## Extract:
■ ■ ■ ■ ■ ■ ■

    • Edda, Amos, and Mary, a friend of Edda's whom Amos had a major crush on in high school. When Mary visits them in college, Edda frets that Amos will remember his crush; fortunately Amos doesn't remember her (or at least has enough sense to claim that in front of Edda) and they pretty much spend the whole visit making out in front of her.
    • Very likely Seth, his boyfriend, and Fernanda - nope, Seth and Fernanda just end, and his boyfriend has hardly said anything about it.
    • Love Dodecahedron (now retired): Edda, Amos, Isabel, Burkhardt, and Janice. Violist Burkhardt Kriegl was first introduced as the boyfriend of Edda's fellow ballerina Janice; he later focused his attentions on Edda, who was not dating Amos van Hoesen at the time, leaving him "fair game" for his accompanist, pianist Isabel Florin. This was later resolved by pairing Isabel with Burkhardt and allowing Janice to pull a Brother Chuck.
  • Trickster God / Trolling Creator: God/"God", an incredibly smug, wormy-looking little man in a suit who previously decided to replace humans with cockroaches because he couldn't stand that such petty things resembled him, starting with a pregnant ex-nun's fetus she gave birth to a perfectly normal baby human girl. He's talked about quitting his job and letting "the suits" take over and claiming that he prefers the "small talk" of said ex-nun's prayers to "Sister Caligula's" strict performance reviews.
  • Twist Ending: Bill, you're not the father! But is it really a twist if everyone saw it coming? The only surprising thing about the ending was its abruptness after months of Edna and Kiesl's romance.
  • Ugly Guy, Hot Wife: A flash-forward showed Edda and Amos as a Happily Married couple reminiscing about their childhood.

■ ■ ■ ■ ■ ■ ■

Collected data entries
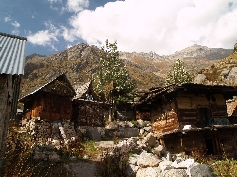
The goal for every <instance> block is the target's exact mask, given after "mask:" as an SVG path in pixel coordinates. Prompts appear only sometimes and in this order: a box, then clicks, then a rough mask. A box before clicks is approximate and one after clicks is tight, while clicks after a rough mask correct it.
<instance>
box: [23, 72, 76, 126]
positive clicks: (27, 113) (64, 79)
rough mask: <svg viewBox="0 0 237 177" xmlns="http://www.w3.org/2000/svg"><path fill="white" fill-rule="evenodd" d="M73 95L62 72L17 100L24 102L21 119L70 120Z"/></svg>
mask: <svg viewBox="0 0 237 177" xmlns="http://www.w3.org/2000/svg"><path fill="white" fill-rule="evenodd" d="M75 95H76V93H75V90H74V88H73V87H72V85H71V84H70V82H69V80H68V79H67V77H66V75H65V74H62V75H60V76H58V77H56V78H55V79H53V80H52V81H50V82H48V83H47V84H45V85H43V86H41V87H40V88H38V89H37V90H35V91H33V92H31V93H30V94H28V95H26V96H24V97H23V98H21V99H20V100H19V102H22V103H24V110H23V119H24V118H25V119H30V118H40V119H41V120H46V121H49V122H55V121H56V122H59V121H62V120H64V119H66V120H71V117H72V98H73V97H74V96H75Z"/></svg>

■ ■ ■ ■ ■ ■ ■

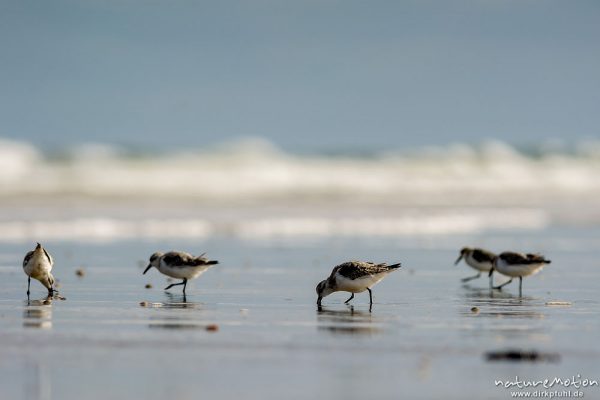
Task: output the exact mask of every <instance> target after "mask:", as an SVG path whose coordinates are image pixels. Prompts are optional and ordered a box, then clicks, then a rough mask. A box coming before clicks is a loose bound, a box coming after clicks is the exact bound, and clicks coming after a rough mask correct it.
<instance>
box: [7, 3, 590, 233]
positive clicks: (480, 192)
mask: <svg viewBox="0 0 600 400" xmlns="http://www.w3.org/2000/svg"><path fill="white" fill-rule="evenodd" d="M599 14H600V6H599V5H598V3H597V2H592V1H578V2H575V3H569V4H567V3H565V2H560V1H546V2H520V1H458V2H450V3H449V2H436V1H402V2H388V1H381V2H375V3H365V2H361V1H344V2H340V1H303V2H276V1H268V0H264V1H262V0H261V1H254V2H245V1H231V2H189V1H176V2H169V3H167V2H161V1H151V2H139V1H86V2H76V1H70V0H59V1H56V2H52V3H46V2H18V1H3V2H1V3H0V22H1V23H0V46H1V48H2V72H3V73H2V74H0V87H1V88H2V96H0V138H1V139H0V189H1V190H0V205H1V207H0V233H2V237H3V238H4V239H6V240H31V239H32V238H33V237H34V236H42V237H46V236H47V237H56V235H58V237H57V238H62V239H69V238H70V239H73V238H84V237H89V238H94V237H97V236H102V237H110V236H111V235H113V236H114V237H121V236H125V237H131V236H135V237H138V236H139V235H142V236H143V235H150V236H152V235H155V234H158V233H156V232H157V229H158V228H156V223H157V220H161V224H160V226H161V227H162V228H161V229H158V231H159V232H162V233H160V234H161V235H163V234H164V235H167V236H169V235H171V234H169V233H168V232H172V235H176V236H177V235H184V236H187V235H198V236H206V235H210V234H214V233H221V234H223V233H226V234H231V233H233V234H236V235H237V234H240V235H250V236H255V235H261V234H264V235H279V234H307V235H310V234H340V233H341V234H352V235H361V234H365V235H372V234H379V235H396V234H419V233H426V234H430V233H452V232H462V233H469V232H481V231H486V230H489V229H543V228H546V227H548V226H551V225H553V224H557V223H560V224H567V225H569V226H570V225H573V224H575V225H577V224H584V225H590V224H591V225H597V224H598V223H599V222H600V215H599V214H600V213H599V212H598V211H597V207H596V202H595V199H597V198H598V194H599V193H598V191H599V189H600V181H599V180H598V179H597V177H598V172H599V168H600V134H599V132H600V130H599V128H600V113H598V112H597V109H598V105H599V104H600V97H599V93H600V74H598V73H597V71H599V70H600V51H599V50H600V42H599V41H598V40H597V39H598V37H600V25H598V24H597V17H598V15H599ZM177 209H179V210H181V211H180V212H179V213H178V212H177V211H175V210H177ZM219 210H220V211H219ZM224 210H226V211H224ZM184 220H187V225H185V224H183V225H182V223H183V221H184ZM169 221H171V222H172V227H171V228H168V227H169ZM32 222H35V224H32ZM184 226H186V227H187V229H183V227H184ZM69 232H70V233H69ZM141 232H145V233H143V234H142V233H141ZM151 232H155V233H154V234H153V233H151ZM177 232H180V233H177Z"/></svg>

■ ■ ■ ■ ■ ■ ■

## Assignment 1:
In the trope list, what kind of musician is Burkhardt Kriegl?
## Assignment 2:
Write the next part of the trope list, picking up after its final entry.
These rows were taken from a different source than the text.

## Response box 1:
He is a violist.

## Response box 2:
    • While Juliette's second husband isn't ugly, he looks far too tame to handle his very passionate wife.
  • The Vamp: Juliette and Isabel.
  • Wall of Text: To the point where it almost looks like the word balloons want to stab the characters.
  • Wham! Episode
  • White Void World: With the occasional gradient; where much of the action takes place. Brooke was kind enough to put in some effort when Juliette and Edda visit Kiesel's grave in Vienna. Has become a very dark grayscale world in newsprint since Brooke started using color, starting with a strip that takes place at night and shows two characters from the waist down. Lately, pretty much all you can see is the characters' faces and limbs (although that may just be the LA Times).
  • Whole-Episode Flashback: The WII flashback starring a MUCH younger Gran.
  • Whole-Plot Reference / Homage: "Sister Caligula" in an extended tribute to The Owl And The Pussycat with God/"God" and Thorax as a third wheel.
  • Write What You Know: Brooke really did attend Julliard, though as an oboe player , not a cellist.
  • Younger Than They Look: Edda and Amos are twenty years old at most, but their mature style of speaking can cause some confusion. Seth is probably not much older, but at least one viewer thought he and Edda's uncle Roger were both in their twenties despite Roger having a receding hairline.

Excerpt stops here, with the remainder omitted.